--- Written exercise ---
Omitting all pictures, print the lines of the listing from the one containing "cuff, placing one marker per instance" through the final line, both ends included, with no other text.

══════

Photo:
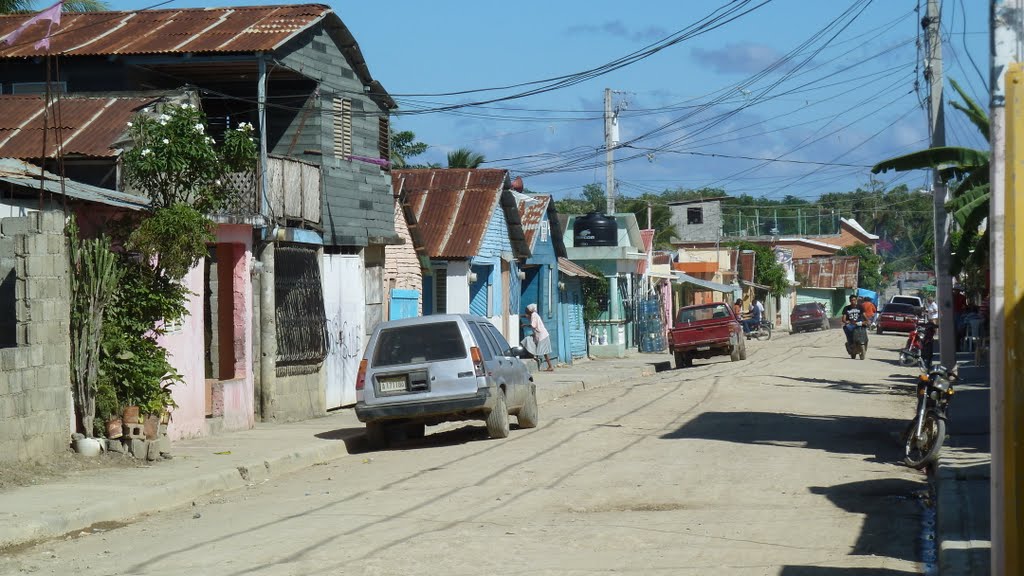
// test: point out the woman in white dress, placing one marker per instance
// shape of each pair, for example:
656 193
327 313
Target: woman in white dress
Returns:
542 340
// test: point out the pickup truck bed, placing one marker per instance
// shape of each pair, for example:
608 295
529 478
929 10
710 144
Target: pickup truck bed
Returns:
705 331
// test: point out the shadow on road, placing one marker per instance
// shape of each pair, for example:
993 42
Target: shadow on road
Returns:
835 571
860 387
838 434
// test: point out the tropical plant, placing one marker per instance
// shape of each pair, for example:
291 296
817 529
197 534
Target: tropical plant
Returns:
20 6
403 147
966 171
869 275
93 277
465 158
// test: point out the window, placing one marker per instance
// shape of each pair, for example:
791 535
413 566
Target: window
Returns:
422 342
694 215
384 137
440 290
342 114
481 340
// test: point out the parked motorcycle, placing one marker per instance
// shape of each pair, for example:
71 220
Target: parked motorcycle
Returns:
859 344
927 432
919 343
762 331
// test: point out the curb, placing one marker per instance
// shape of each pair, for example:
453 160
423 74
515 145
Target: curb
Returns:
181 492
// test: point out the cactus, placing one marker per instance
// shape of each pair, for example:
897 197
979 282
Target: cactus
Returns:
94 275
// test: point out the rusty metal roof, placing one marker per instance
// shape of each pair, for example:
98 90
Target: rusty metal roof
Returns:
833 272
451 208
88 126
248 29
531 212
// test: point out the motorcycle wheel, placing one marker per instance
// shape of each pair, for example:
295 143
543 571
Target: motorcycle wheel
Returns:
920 454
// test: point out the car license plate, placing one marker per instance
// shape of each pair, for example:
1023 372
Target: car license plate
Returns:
391 383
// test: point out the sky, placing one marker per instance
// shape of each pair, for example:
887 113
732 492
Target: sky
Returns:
773 98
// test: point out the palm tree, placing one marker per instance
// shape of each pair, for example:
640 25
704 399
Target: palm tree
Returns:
465 158
965 170
20 6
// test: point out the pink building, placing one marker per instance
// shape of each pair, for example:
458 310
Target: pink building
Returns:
212 348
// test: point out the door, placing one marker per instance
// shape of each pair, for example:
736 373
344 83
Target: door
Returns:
344 304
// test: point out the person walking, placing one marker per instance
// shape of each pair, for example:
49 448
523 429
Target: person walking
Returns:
542 340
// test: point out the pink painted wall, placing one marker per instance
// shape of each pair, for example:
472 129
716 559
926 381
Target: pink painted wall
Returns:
187 352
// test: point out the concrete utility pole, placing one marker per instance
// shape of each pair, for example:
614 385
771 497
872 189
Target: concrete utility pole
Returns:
1008 47
943 247
609 155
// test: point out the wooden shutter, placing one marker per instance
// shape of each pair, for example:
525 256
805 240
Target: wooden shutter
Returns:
342 127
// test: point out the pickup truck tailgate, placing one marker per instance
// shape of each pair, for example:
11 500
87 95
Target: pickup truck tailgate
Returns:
686 336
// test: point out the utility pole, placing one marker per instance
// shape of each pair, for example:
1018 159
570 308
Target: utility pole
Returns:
943 247
1007 47
609 154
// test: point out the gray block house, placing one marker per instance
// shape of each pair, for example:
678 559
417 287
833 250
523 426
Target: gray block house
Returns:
322 208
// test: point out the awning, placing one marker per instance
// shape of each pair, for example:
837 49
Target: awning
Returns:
568 268
683 278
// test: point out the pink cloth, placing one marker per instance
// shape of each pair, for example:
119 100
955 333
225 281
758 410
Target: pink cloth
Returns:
52 14
540 331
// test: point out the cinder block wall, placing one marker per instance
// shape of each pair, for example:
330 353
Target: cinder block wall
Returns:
35 350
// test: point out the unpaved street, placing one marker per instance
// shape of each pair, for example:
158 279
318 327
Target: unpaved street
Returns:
785 463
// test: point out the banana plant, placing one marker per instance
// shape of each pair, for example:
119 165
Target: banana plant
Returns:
93 276
965 171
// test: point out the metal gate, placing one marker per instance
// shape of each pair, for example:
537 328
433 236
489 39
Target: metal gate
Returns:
344 302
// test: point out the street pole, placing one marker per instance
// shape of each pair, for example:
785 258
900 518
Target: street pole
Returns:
943 247
1007 38
609 155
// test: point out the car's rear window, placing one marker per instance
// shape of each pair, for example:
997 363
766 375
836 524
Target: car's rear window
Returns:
704 313
898 309
421 342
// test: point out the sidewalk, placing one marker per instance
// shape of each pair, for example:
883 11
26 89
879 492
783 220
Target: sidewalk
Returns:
963 479
235 460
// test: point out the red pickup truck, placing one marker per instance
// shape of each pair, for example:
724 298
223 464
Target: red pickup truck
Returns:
707 330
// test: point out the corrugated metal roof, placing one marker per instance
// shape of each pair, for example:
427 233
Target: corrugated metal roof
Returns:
568 268
451 207
88 125
247 29
834 272
25 174
531 212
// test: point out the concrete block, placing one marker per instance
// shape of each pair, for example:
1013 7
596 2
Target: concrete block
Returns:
13 227
137 448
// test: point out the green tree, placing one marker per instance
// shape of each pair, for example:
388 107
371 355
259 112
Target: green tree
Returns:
869 276
767 271
20 6
465 158
966 171
403 147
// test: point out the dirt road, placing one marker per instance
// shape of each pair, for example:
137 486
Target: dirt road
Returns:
785 463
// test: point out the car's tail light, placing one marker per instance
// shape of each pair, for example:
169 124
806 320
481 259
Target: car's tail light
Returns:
474 353
360 379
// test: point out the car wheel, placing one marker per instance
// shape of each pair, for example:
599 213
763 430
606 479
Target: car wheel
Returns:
528 414
377 436
498 419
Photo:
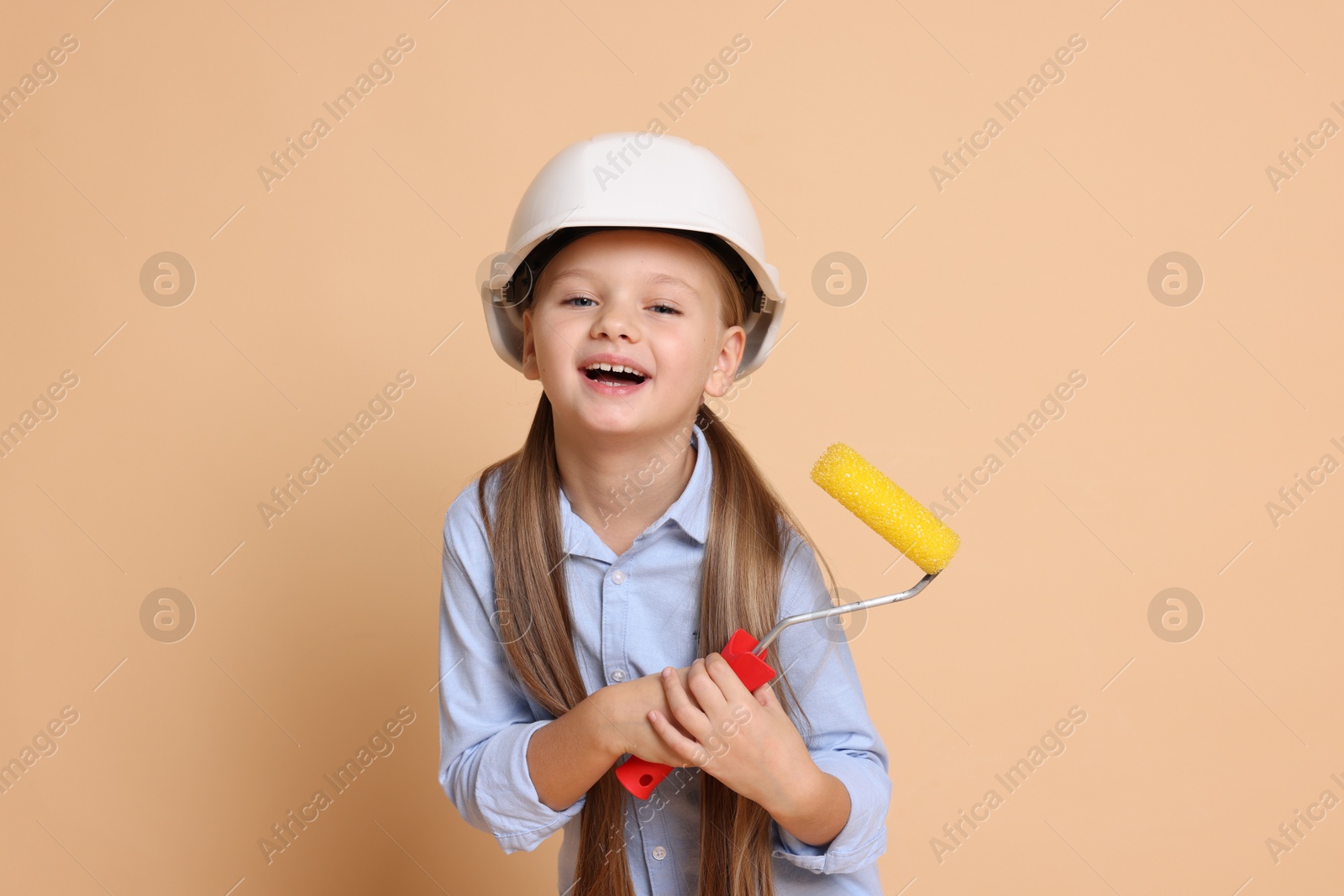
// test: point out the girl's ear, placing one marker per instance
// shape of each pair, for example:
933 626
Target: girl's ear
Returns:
726 365
530 369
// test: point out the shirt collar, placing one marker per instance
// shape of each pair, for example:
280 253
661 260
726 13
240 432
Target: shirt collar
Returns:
690 511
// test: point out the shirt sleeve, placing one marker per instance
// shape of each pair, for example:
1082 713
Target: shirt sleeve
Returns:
486 720
816 661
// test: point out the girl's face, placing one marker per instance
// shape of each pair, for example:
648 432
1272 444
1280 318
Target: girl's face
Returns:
648 297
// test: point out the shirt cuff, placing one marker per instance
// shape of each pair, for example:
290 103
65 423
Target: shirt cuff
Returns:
507 797
864 837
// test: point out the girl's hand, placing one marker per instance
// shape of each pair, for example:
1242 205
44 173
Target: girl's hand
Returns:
624 719
743 738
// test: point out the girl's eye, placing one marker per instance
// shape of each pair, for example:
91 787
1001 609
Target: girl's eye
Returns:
585 298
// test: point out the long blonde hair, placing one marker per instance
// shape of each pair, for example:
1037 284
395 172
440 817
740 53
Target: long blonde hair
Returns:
743 559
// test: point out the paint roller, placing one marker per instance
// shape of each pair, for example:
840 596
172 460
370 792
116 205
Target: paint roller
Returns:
889 510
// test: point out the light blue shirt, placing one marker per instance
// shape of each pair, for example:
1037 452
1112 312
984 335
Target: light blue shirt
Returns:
632 616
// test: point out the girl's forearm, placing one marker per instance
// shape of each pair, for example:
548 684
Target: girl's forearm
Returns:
816 810
568 755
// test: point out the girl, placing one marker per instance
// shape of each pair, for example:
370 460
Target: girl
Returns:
591 577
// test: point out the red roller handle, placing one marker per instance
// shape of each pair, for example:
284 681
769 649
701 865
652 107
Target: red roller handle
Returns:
642 777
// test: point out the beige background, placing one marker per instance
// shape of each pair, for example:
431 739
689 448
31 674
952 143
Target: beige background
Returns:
309 297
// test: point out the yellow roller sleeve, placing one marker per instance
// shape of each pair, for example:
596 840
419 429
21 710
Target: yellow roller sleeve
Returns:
885 506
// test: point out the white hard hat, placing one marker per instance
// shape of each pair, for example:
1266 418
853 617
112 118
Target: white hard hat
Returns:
640 181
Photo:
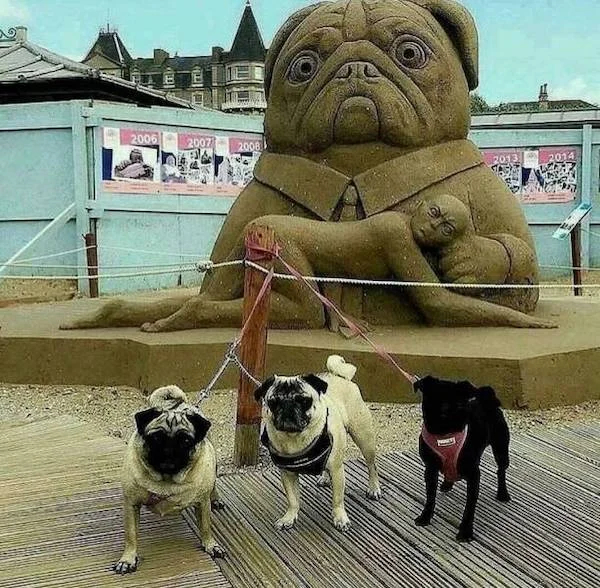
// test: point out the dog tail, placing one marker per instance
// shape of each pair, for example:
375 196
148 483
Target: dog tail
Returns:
337 365
167 397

══════

--- Worked solution ---
// test: point out the shirt cuff, placing one marker per instance
// shape of each pair, for example:
290 103
65 423
Target: shirt cuff
Returns:
507 797
864 837
// test: point out the girl's hand, placing one marker per instance
// shape of each pair, for example:
1242 205
44 173
Target: girl's hand
Returns:
624 719
743 738
// test: point out the girl's eye, placing one marker per instance
// shape of each pair, for example:
91 787
1001 609
Target: girl's eye
Returns:
585 298
// test: point out the long blonde hair, placing one marker per instance
// shape of each pair, for example:
1037 284
395 172
440 817
740 53
Target: long blonde hair
Returns:
743 559
// test: point out the paint roller, placing one marker per instance
// shape of each pair, for example:
840 596
172 460
370 792
116 205
Target: paint roller
Returns:
889 510
// test: point out the light blue shirt, placing one marker per instance
// shape of each pair, for example:
1037 452
1112 312
984 335
Target: light blue shirt
Returns:
632 616
// test: point out the girl's forearm, placing one marker per instance
// shape of each pair, for example:
548 684
Target: girl's forearm
Returns:
816 810
568 755
// test: point out the girl, placing one marker per instance
// shape of each pair, for example:
370 460
Target: girl
Returns:
591 577
// test: point out the red roller handle, placing one marker per instance
// shape of each pair, for example:
284 681
769 649
701 865
652 107
Target: red roller handle
Returns:
642 777
// test: point out the beige background, placing one marker per instance
// shape of each pair, for example:
431 739
689 448
31 674
952 143
Target: beige background
Returns:
309 297
// test: point out the yellow roller sleeve, placing one marker per instance
// shape of each pair, for example:
596 840
419 429
21 710
Target: yellow roller sleeve
Returns:
885 506
// test: point out the white hard hat, placing one marker per instance
// shape of each pair, for example:
1266 418
853 617
112 118
Target: white hard hat
Returns:
640 181
Photo:
// test: point out the dog tail, placing one marker per instance
// shape of each pair, for example:
375 196
148 483
Target: dog tail
Returns:
337 365
167 397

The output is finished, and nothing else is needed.